Would you retype, word for word, the line with "One marker serves each instance of the base cabinet" and every line after it through the end of the records below?

**** Data section ****

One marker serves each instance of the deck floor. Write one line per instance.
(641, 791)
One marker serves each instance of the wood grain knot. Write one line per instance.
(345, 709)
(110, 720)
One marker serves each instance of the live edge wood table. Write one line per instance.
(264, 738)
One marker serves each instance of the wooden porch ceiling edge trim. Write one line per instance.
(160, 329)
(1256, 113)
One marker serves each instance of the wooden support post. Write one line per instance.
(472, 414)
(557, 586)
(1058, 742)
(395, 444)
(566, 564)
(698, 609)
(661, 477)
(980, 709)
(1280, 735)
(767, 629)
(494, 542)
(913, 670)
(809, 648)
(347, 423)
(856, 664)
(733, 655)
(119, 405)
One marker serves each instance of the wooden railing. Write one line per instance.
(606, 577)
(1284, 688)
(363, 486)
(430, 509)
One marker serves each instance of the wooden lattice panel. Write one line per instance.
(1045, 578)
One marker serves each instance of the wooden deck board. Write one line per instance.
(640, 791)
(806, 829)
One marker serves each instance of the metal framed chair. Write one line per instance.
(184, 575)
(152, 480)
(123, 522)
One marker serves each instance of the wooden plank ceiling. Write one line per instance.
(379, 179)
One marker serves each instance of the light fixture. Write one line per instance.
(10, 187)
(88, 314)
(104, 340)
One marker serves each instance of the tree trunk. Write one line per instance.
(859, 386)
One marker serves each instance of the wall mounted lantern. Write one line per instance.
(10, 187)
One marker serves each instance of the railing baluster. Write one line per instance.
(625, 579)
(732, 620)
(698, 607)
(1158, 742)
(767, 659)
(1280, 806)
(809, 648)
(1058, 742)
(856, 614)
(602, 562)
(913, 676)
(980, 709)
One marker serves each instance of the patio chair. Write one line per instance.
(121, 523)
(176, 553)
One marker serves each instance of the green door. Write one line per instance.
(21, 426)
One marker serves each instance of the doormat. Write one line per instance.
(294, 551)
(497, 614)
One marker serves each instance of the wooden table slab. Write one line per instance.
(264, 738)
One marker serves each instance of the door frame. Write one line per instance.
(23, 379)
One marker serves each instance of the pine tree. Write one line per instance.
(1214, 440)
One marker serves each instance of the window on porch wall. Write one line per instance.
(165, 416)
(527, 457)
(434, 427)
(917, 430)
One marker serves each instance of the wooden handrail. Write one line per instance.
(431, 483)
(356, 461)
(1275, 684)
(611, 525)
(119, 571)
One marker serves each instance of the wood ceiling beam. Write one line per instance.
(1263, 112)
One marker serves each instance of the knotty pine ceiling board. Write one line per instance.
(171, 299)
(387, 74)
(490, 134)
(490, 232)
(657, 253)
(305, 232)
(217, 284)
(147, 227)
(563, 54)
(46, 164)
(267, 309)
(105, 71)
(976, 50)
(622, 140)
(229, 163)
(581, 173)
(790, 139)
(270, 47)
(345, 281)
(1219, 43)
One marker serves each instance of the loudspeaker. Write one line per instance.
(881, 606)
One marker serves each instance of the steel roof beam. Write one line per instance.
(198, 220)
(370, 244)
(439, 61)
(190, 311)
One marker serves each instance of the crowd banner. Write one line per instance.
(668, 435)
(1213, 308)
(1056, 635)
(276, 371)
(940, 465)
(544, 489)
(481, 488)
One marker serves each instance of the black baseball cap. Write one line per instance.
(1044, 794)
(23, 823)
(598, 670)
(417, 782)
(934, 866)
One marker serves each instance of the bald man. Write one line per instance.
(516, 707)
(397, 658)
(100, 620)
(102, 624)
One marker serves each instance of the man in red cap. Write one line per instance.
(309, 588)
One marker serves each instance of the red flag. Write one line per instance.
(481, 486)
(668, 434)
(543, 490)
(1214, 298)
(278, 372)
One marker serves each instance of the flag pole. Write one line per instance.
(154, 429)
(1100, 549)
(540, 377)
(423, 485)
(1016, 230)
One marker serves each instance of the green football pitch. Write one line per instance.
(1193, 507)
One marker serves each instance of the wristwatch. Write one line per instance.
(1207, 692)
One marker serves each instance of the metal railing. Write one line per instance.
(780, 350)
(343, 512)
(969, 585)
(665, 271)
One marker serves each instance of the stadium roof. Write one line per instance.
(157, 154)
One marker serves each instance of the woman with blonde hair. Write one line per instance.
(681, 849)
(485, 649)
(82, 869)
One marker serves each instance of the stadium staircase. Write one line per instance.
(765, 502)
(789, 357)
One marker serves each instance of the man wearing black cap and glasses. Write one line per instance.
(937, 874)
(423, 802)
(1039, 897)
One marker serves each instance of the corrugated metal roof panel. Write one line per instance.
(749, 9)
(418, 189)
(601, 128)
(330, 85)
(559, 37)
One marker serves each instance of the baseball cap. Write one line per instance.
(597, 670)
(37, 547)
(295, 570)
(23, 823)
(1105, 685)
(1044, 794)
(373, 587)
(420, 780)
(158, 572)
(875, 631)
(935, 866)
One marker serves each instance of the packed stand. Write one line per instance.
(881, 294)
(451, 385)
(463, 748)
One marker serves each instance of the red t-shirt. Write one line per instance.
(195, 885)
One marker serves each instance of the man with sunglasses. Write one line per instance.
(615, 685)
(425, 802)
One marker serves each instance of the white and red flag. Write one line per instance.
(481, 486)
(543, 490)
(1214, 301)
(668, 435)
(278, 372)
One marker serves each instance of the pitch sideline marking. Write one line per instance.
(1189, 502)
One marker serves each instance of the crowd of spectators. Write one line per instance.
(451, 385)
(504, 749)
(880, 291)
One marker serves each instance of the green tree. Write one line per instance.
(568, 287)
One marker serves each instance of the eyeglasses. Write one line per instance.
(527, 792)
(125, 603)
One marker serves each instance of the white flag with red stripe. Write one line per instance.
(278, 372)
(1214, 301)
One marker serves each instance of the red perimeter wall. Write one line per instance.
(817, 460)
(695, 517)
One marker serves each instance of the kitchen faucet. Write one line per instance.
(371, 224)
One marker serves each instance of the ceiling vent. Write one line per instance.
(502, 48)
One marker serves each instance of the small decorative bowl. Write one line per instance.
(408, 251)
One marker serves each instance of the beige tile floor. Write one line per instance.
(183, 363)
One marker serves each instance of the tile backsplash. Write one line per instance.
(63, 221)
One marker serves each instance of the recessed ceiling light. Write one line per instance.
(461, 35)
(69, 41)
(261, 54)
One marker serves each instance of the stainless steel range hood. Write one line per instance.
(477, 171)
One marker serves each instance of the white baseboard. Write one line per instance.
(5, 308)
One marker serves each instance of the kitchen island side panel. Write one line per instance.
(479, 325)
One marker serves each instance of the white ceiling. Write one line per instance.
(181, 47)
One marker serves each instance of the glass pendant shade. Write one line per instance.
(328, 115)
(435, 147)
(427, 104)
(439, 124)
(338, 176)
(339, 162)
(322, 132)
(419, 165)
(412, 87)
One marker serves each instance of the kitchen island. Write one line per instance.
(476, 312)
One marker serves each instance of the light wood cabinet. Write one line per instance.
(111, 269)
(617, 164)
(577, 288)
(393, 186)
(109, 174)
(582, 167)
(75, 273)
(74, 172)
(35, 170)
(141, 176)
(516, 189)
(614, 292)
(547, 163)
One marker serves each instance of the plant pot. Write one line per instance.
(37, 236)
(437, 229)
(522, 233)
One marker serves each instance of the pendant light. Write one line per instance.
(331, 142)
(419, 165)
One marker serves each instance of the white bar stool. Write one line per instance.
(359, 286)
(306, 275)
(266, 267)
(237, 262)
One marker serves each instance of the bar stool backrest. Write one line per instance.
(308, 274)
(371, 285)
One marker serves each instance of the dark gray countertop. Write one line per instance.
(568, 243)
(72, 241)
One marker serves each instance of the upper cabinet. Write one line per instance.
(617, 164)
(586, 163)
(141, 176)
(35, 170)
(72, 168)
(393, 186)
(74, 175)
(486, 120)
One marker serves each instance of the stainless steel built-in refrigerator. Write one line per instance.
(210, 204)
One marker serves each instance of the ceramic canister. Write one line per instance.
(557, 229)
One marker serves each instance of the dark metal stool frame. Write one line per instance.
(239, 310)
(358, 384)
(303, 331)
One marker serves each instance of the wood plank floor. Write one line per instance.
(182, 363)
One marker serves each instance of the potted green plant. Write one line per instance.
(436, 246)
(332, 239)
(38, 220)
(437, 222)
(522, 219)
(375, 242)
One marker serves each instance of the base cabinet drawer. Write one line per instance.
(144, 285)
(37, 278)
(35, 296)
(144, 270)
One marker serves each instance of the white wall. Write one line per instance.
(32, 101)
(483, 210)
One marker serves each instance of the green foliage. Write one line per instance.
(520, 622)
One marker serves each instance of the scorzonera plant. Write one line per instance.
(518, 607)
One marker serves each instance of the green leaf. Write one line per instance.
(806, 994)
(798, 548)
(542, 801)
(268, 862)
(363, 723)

****

• The output:
One marker serves each instance of the base cabinet drawer. Write one line per instance.
(144, 285)
(37, 278)
(35, 296)
(144, 270)
One marker serves each instance of the white wall. Write one line per instance.
(32, 101)
(483, 210)
One marker serves each instance of the green foliage. Write one line per instance.
(520, 622)
One marker serves each instance of the scorzonera plant. Write one line per instance.
(518, 607)
One marker serves each instance of the green leaf. Write one line per instance.
(806, 994)
(798, 548)
(542, 801)
(268, 862)
(363, 723)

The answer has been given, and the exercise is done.